### AUFTRAG
Knüpfe an den Textauszug über Schimmelpfennigs »Besuch bei dem Vater« an und schreibe ihn nach seinem letzten Satz weiter.

### TEXTAUSZUG

Den Abend darauf lässt Roland Schimmelpfennig das Stück in neuem Gewand in den Kammerspielen wiederauferstehen. Sein »Besuch bei dem Vater« ist (quasi Haußmanns Diktum aufgreifend) wirklich eine Art »Platonow«-Extrakt: auch hier ein Landhaus; eine müßiggängerische Familie ohne innere Verbindung, bestehend aus dem älterem Ehepaar Heinrich und Edith mit junger Tochter; einer Stieftochter; einer Nichte; hinzu kommen als Gäste zwei weitere Frauen. Da schneit der verlorene Sohn aus einer flüchtigen Beziehung des Mannes herein, von dem dieser 20 Jahre lang nichts wusste. Hatte der Alte sich bislang zaghaft der Nichte seiner Frau angenähert, so wird er von dem Jungen augenblicklich überholt: Peter, so heißt der düster wirkende Sohn, schläft umstandslos sofort mit den wichtigsten Frauen; Edith verfällt ihm regelrecht. Auch hier setzt eine Schießerei das Ende, das den Usurpator – »Ein Fremder mit einem Anspruch auf Nähe« – zurück in den Schnee treibt.

######
### DATENAUSZÜGE

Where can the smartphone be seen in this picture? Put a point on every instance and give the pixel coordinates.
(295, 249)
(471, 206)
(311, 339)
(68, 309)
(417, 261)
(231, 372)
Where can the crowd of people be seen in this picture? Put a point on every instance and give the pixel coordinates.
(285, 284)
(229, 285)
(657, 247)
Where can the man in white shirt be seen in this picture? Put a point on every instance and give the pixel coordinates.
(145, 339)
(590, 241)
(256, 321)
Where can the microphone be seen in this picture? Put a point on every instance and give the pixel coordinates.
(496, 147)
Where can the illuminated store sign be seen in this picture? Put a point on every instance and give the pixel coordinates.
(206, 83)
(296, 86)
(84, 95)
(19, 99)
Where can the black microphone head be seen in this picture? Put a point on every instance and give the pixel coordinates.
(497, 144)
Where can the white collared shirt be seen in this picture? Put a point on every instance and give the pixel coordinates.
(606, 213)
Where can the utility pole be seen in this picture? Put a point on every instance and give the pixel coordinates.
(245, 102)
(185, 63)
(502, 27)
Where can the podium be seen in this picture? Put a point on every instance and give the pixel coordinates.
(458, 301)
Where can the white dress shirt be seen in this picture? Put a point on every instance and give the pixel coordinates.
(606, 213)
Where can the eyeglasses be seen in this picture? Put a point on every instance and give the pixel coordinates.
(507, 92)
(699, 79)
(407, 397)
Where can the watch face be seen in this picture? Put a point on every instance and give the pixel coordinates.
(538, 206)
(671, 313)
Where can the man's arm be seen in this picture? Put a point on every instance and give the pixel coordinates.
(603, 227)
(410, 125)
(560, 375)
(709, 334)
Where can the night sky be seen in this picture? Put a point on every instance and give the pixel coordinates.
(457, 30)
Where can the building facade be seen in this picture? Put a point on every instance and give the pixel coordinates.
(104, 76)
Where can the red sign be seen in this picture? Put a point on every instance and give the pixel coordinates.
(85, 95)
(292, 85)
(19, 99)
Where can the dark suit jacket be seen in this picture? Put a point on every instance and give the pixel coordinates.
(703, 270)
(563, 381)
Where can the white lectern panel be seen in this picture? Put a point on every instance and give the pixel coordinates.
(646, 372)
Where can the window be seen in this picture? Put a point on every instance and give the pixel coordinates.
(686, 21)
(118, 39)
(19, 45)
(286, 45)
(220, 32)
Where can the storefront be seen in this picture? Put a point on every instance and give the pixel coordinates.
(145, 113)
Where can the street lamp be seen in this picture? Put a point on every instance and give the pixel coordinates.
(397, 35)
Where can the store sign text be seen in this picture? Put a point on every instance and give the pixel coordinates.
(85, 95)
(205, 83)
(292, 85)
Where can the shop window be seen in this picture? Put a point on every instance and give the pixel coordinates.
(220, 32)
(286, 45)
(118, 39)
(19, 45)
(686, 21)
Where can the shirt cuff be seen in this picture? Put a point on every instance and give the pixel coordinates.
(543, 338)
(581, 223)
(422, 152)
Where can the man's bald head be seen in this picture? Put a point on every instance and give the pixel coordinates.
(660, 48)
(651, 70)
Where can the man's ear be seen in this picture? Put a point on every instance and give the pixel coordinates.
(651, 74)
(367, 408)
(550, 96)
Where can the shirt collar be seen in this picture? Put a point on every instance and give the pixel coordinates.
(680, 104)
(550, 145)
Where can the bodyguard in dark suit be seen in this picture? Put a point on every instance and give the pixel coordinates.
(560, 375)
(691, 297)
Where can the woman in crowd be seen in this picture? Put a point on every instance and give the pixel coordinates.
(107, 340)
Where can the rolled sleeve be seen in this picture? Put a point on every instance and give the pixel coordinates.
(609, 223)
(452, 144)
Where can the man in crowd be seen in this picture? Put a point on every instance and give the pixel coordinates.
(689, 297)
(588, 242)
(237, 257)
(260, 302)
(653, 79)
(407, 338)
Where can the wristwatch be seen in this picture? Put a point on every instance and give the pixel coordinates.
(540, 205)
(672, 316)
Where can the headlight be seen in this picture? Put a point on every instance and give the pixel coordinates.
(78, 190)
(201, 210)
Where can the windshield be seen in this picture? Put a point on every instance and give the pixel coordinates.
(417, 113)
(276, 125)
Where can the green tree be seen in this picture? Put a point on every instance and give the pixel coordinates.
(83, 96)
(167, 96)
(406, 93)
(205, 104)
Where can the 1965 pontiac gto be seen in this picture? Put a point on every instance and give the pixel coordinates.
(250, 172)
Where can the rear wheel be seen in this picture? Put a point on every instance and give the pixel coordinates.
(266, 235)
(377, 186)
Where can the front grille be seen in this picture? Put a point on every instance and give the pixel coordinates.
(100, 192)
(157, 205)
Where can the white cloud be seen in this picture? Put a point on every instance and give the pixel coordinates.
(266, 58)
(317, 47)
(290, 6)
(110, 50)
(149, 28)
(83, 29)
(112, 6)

######

### ERGEBNIS DER ÜBUNG
In Schimmelpfennigs »Die Frau von früher« klang der Medea-Mythos an, dessen Weiterwirken im Heute der Meister fein-genauer Szenen testete. Hier klingt ein anderer Mythos, der von Ödipus; vielmehr, er klingelt nur. So wie noch weiteres anklingt, etwa Tennessee Williams’ »Orpheus steigt herab« oder Motive von Jon Fosse. Doch das dramatische Hauptmovens bleibt so unausgeführt wie das Geplauder der Unterhaltungen – Schimmelpfennigs jüngstes Werk ist eine flüchtige Skizze, die die Uraufführungs-Inszenierung Elmar Goerdens mit solidem Stift undynamisch ausführt. Während die Schauspieler mit freundlicher Routiniertheit die Umrisse füllen, die der Autor ihnen hinlegte: Susanne Barth (Edith) spielt wie immer die leicht indignierte Dame; Wolfgang Hinze ist als Heinrich ein allzu glatter Grandseigneur, boulevardesk. Über die andern, an und für sich gute Schauspieler, ist diesmal kaum etwas zu sagen.